• _TEXT FOR ANALYSIS_:
-.-.-
My samples have a pronounced (sample-specific) length bias that I am dealing with by normalizing with EDAseq. As shown in the EDAseq vignette (sections 5.1 and 6.1), I am leaving my count data unchanged, and I add the offset later to the DGEList object created with edgeR. I would like to use the DGEList as matrix input for fry() gene set testing. However, I cannot figure out if fry takes into account the offset.
Would fry use the offset data to normalize the counts in the following code?
#EDAseq normalization with offset:
dataOffset <- withinLaneNormalization(data,"length", which="full",offset=TRUE)
dataOffset <- betweenLaneNormalization(dataOffset, which="full",offset=TRUE)
#edgeR & fry:
y <- DGEList(counts=counts(dataOffset), group=pData(dataOffset)$conditions)
y$offset <- -offst(dataOffset)
y <- estimateDisp(y, design)
fr <- fry(y, index, design, contrast)
Or should I rather do as follows?
#EDAseq normalization with changed counts:
dataWithin <- withinLaneNormalization(data,"length", which="full", offset=FALSE)
dataNorm <- betweenLaneNormalization(dataWithin, which="full", offset=FALSE)
#edgeR & fry:
y <- DGEList(counts=counts(dataNorm), group=pData(dataNorm)$conditions)
y <- estimateDisp(y, design)
fr <- fry(y, index, design, contrast)
I see, thanks a lot!
-.-.-
• _MATERIAL PROVIDED_:
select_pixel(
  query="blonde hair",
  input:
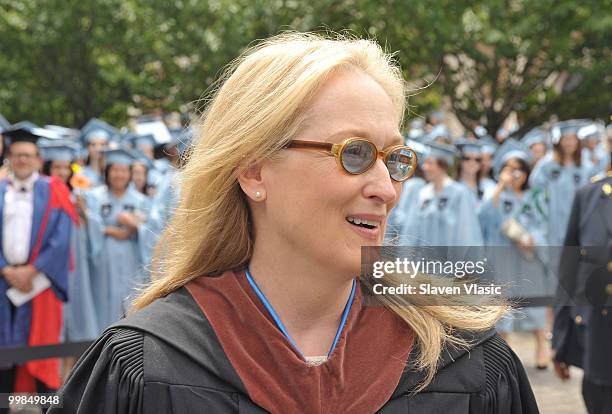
-.-.-
Retype the part of the forum post on EDAseq offsets and fry that begins at the words "#EDAseq normalization with changed" and ends after "thanks a lot!". The data above were taken from a different source than the forum post.

#EDAseq normalization with changed counts:
dataWithin <- withinLaneNormalization(data,"length", which="full", offset=FALSE)
dataNorm <- betweenLaneNormalization(dataWithin, which="full", offset=FALSE)
#edgeR & fry:
y <- DGEList(counts=counts(dataNorm), group=pData(dataNorm)$conditions)
y <- estimateDisp(y, design)
fr <- fry(y, index, design, contrast)
I see, thanks a lot!